RECORDS SUPPLIED:
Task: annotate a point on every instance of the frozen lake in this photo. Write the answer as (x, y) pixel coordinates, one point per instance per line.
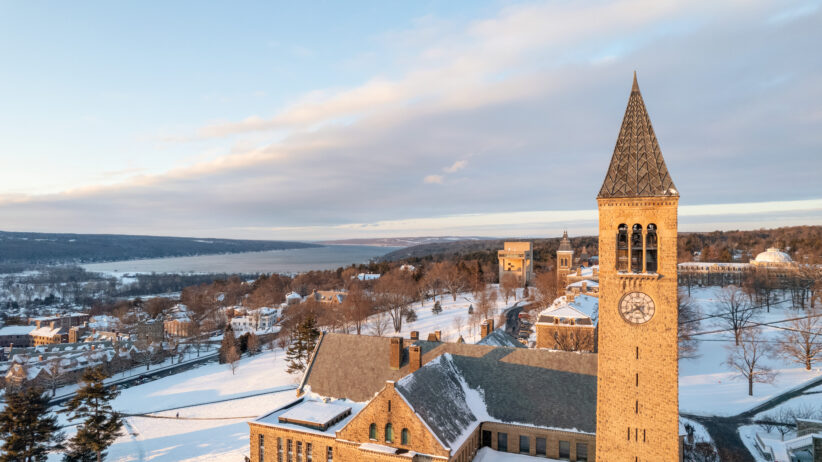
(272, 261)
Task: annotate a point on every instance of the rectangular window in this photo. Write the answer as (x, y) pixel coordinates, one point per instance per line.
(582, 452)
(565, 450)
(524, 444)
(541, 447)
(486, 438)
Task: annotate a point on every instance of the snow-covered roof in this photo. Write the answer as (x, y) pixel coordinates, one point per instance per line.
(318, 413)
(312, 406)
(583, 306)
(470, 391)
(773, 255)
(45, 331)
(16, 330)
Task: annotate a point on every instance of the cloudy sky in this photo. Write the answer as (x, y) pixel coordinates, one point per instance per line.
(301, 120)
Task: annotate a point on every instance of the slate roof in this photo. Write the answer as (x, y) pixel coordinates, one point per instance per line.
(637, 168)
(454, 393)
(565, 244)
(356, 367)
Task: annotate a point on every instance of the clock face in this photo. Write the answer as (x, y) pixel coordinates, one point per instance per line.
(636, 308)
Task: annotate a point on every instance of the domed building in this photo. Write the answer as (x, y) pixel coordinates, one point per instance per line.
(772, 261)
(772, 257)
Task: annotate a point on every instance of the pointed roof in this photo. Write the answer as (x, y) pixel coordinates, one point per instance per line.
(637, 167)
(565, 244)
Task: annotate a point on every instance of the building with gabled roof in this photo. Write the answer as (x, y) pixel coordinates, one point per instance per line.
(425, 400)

GOAL OF THE EXERCISE: The answer must restate each entry word for word and contain no images.

THE COMPLETED TASK:
Task: annotate a point on every instance of the frozen lake in this photo. Write the answer as (x, y) pixel coordinates, one point per instance per line.
(272, 261)
Task: annotate a point on every instance of the rectangular window in this photo. Write the answer as (x, y) pixel coordinates, one point per instance per line.
(582, 452)
(565, 450)
(524, 444)
(541, 447)
(486, 438)
Task: annotate a point on every instance of the snow-covered roof in this photo. Write the answer as (x, y) pixel coordinates, one point per instance per line.
(318, 413)
(312, 406)
(583, 306)
(470, 391)
(773, 255)
(45, 331)
(16, 330)
Task: annotate a point on every instance of the cloudy sky in this photo. Write the answer as (x, y) pixel coordinates, one point per instance per line.
(301, 120)
Task: annotate a point on every instance of the slate roof in this photo. Write the answer as (x, y) pixel coordinates, one point per instance per line.
(637, 168)
(454, 393)
(565, 244)
(356, 367)
Task: annotate a point on every instance of the clock face in this photo. Write the answer as (x, y) pixel coordinates, one point per instance per line.
(636, 308)
Task: annotate a point on every instance of the domed building in this photo. Write the answer as (x, y) pixel coordinates, one point per instance per line.
(772, 261)
(772, 257)
Task: annotate a point on every instance of the pointed roof in this photo. Write the answer as (x, y) pixel coordinates, one point per instance per line.
(637, 167)
(565, 244)
Task: annotate a point on every instance of the building with gabled roof in this photo. Write the answer as (x, y) pixel coordinates, one point per instance per line.
(425, 400)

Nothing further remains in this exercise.